» **RECORDS PROVIDED**:
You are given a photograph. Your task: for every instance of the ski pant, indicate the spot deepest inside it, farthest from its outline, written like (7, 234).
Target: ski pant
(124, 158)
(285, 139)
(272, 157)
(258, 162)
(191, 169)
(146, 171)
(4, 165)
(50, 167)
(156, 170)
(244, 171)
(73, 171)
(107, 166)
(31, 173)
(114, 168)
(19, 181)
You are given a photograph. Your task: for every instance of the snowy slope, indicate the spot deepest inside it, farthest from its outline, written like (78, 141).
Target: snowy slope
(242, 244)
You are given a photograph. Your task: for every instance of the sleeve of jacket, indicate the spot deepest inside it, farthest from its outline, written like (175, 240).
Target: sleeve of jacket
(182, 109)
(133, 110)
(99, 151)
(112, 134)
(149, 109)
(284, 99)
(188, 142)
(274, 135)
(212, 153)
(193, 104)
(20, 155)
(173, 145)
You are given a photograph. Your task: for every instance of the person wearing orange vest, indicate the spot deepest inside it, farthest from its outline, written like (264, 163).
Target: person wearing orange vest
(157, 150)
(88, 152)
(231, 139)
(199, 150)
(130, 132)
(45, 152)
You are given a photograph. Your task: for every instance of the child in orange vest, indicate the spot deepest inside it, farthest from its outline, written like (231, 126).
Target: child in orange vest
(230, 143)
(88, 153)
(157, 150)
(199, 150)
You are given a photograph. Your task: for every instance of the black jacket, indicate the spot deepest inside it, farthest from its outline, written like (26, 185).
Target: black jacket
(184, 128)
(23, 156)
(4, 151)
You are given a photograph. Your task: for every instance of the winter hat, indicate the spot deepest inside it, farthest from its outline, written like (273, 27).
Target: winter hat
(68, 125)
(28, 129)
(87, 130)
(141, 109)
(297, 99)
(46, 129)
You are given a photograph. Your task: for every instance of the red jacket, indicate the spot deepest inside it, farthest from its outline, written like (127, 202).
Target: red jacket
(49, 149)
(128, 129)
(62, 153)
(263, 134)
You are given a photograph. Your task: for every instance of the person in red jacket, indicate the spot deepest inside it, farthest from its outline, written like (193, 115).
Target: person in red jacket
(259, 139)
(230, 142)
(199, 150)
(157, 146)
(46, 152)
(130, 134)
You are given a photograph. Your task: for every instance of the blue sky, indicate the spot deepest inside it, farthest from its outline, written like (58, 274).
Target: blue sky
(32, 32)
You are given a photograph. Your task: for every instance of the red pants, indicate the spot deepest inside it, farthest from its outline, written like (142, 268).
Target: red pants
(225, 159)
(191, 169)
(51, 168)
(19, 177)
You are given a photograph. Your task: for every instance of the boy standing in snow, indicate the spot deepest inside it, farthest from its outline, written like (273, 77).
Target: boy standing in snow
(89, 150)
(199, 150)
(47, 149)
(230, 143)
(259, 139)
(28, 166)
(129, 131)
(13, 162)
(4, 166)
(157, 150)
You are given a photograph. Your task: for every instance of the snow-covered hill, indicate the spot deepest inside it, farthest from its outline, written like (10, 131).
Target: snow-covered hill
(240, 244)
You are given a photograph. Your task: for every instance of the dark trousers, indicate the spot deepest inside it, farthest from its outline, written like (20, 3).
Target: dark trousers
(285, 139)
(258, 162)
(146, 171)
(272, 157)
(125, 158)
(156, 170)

» **INSTRUCTIONS FOR THE TASK**:
Every entry is to be retyped word for word.

» **EXERCISE SOLUTION**:
You are given a photograph. Your task: for every instance of the ski pant, indicate the spot deepest inside it, farthest from its outline, written like (7, 234).
Target: ski pant
(124, 158)
(285, 139)
(272, 157)
(258, 162)
(191, 169)
(146, 171)
(4, 165)
(50, 167)
(156, 170)
(244, 171)
(73, 171)
(107, 166)
(31, 173)
(114, 168)
(19, 181)
You are given a photograph. Your task: for every instance of the snowy slope, indicate the spot deepest inside it, farthest from its outline, written like (78, 141).
Target: snowy slope
(242, 244)
You are given a photograph. Your task: for every instance of the sleeve of jacket, indicate the spot deepest inside it, farthest from its outline, written like (175, 240).
Target: sleeve of jacket
(182, 109)
(133, 110)
(99, 151)
(112, 134)
(149, 109)
(284, 99)
(188, 142)
(274, 135)
(212, 153)
(193, 104)
(20, 155)
(173, 145)
You are given a photograph. Your task: for every instance of the person wearing orange vest, indicate the spot deepest inside it, farthest from its outline, written like (264, 163).
Target: person wearing orange vest
(157, 150)
(88, 152)
(231, 139)
(199, 150)
(130, 132)
(45, 152)
You are given a photograph. Your task: for every instance of the child in orange vest, indicate the spot deepest inside it, farthest from its outline, written like (231, 126).
Target: child in orange vest
(230, 143)
(88, 153)
(157, 150)
(199, 150)
You are given a photograph. Your task: for every instance of the black jacket, indicate the spot deepest inside it, farthest from its outline, written like (26, 185).
Target: black jacket
(184, 128)
(23, 156)
(4, 151)
You are given a photograph. Your task: for every instance of the winter hat, indicate the spot deepest inside it, farthest from its outline, written like (273, 27).
Target: winter hat
(68, 125)
(28, 129)
(87, 130)
(141, 109)
(297, 99)
(46, 129)
You are given a photograph. Your task: for every instance of the red jacket, indicate the spot deepest inside it, farthest from its outline, written like (127, 202).
Target: red jacket
(49, 149)
(128, 129)
(62, 153)
(263, 134)
You are given a photograph. Your task: for every instance of the person in red jacket, indicate the spot deepest inside it, farthest from its outline, written like (193, 115).
Target: person in red jacket
(259, 139)
(230, 142)
(199, 150)
(157, 146)
(46, 152)
(130, 134)
You are given a photograph. Your task: for every instance of the blue sky, indicate the spot deepest inside it, farthest from its outline, written like (58, 274).
Target: blue sky
(32, 32)
You are given a photograph. Your task: for every instance of the red pants, indicate the spot deepest inside it, farthest from its outline, written like (142, 268).
Target: red pants
(225, 159)
(191, 169)
(51, 168)
(19, 177)
You are given a photograph. Your task: for every instance of the boy standing in snow, indicate the spot deepest inside it, farthest from its outline, written like (273, 77).
Target: boy standing in snow
(89, 150)
(199, 150)
(47, 149)
(230, 143)
(259, 139)
(28, 166)
(129, 131)
(13, 162)
(4, 166)
(157, 150)
You are given a photograph. Your task: for every instance of the snow-covered hill, indicate the spot deepest inside it, farthest from its outline, written like (10, 131).
Target: snow-covered hill
(240, 244)
You are given a photograph. Your task: for every instance of the dark trousers, indicate the spot deepest inside it, farthest from its outline, written like (20, 3).
Target: dark trousers
(285, 139)
(258, 162)
(146, 171)
(272, 157)
(125, 158)
(156, 170)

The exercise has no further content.